In spite of the fact that BOPE seemed to be strong enough to use violence against poor populations, it was unable to resist the political use of the institution by the government and the political pressures that aim to generate personal benefits to authorities. In Tropa de Elite 2, drug dealers were expelled from their command at Rio de Janeiro’s slums by corrupt PM policemen who eliminated the middlemen and replaced the missing state. A corrupt system is constructed through the cooperation between the leaders of the militias in the poor communities, the sensationalist press, and politicians associated with the militias. The great militia scheme, based on real examples of militias acting in Rio de Janeiro’s slums, is the main threat Nascimento has to fight against this time, and now he also has to deal with dilemmas in his personal and professional life so that, instead of exhibiting only the patterns of truculent and violent masculinity of the first movie in which he puts himself as a ‘citizen-soldier’, Nascimento is now also more melancholic,  sometimes feeling impotent in the light of his responsibilities as a father and the weight of being a public figure whose life and behavior are the focus of intense public interest and scrutiny. In order to fight the main threats, Nascimento understand that it is not possible to rely only on violence. Institutions of the state can sometimes be more rational and effective tools counteract the corruption within the state itself. In Tropa de Elite 2, Nascimento’s ‘patriotic masculinity’ is still associated with strength, brutality and aggressive heterosexuality, but it becomes more visible than in the first movie that it is not sustained by force alone. In the construction of the ‘citizen-soldier’ in the sequel, violence is gradually combined with rationality and the faith in the power of institutions to construct social order. A masculinity that is more balanced with technical and institutional knowledge is more visible in the main character of Tropa de Elite 2.

The warfare that Nascimento tried to protect in the past stimulate political initiatives and interests that oppose the values of the ‘citizen-soldier’ he defended first as a policeman and then as a high ranking security officer in Rio de Janeiro. Nascimento started to see himself as a part of the uncontrolled warfare and questions his role as an agent who constructs society. He even needs to take pills to survive the pressure he suffers. His job--which dignified him as an important element of the society and as a man--unveiled the opposite: He became an agent prepared to defend the structure of a corrupt and bloody power structure. He starts acting more wisely and questions the structure he used to protect, which is dominated by corrupt men who act in politics and the media, as well as the corrupt policemen who replaced drug dealers as the main power in the slums. A lawsuit is filed by Nascimento and Fraga (interpreted by actor Irandhir Santos), a representative who is a human rights activist with whom Nascimento used to diverge regarding the ways to deal with criminality and corruption in Rio de Janeiro. The lawsuit puts behind bars a great part of the corrupt policemen and politicians involved in criminal activities. Nascimento’s social and personal passions intertwine: When he sees that his family is threatened by the corrupt people who work for the state, he starts acting radically against these people using the tools offered by the state itself, such as the rule of law. He overcomes his personal problems with Fraga--who has married Nascimento’s ex-wife and used to defend ‘the human rights of outlaws’, according to Nascimento--and rationally plays the role of the ‘citizen-soldier’ based on the constitutional guarantees in a democratic republican society.

* _Dataset entries_
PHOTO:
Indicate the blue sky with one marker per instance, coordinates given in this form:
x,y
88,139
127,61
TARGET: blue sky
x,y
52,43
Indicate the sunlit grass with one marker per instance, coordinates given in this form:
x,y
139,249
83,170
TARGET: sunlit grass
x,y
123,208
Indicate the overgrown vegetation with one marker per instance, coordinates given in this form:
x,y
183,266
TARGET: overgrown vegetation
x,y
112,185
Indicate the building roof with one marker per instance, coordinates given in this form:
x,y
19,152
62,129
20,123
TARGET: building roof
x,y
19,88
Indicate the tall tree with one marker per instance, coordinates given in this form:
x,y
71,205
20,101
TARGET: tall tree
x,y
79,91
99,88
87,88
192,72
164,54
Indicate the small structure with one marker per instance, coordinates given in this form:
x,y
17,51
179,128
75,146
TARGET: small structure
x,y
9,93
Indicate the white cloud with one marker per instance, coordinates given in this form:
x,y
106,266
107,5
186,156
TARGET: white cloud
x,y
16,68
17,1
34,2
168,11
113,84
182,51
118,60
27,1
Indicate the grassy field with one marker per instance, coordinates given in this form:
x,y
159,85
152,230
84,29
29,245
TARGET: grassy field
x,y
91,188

==

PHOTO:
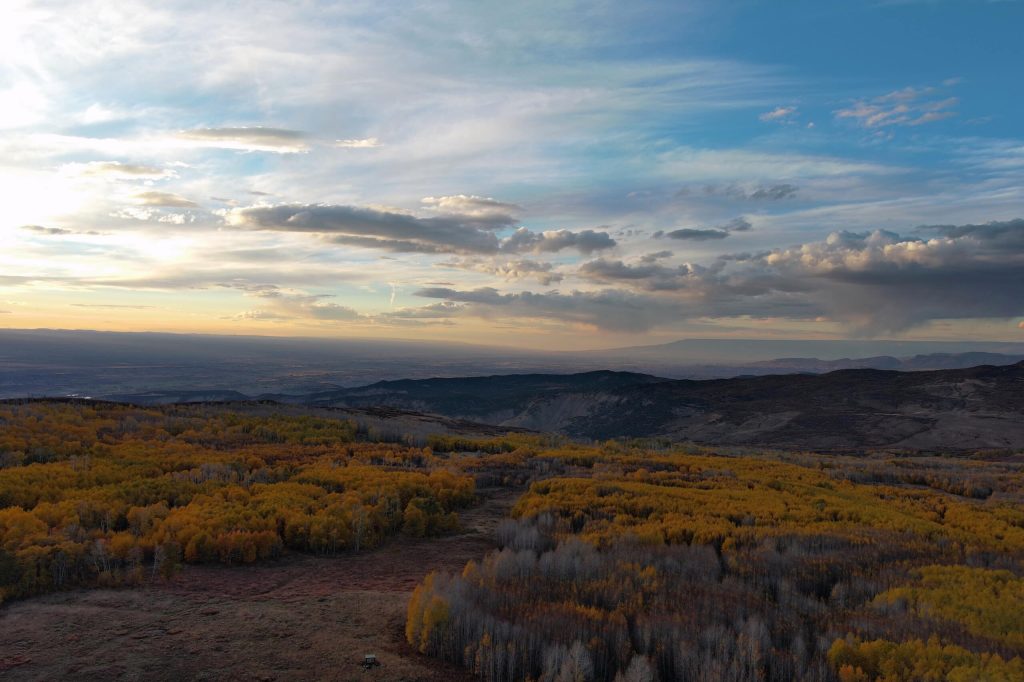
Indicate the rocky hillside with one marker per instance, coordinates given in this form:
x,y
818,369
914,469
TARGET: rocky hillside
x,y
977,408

--

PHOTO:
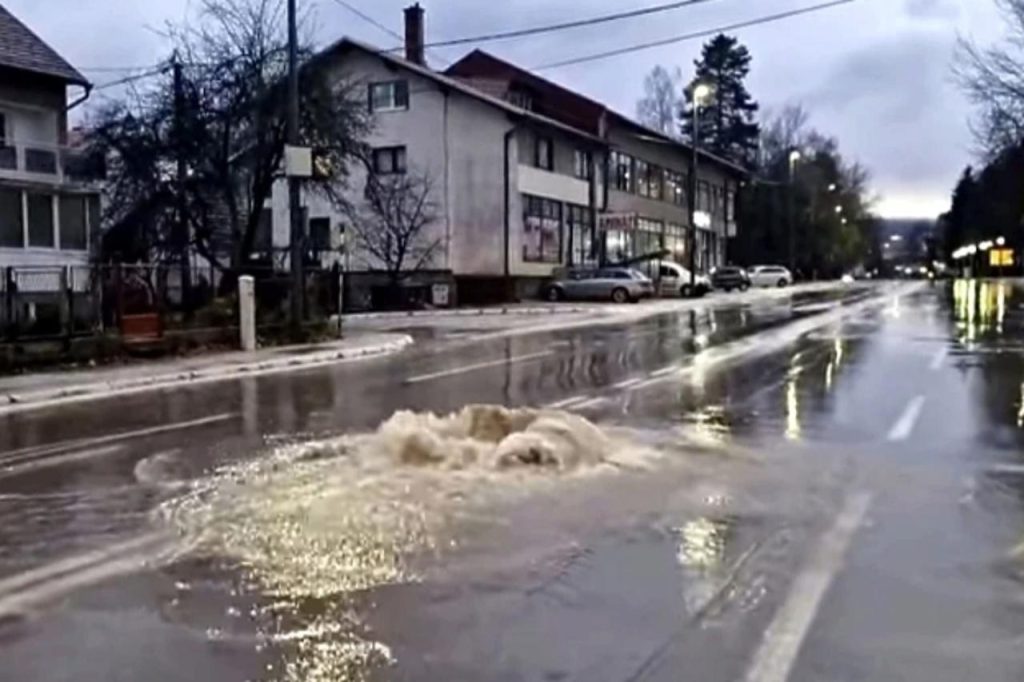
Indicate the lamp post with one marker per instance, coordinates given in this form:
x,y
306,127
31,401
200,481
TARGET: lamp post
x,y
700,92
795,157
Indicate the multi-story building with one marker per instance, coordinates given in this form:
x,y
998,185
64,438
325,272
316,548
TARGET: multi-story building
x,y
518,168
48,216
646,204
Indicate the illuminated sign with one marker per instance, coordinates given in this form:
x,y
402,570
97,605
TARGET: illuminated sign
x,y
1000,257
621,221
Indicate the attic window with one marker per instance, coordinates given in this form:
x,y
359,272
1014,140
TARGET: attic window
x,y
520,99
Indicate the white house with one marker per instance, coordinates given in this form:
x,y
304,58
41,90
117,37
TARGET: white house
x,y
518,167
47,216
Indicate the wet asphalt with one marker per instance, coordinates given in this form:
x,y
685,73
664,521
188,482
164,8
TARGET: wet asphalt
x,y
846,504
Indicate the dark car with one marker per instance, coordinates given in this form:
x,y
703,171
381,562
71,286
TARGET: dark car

* _REQUIREMENT_
Answer these from the passage on Tropa de Elite 2:
1. Who expelled the drug dealers from their command at Rio de Janeiro's slums?
2. What does Nascimento need to take to survive the pressure he suffers?
3. What result does the lawsuit filed by Nascimento and Fraga have?

* _ANSWER IN FULL_
1. Corrupt PM policemen.
2. Pills.
3. It puts behind bars a great part of the corrupt policemen and politicians involved in criminal activities.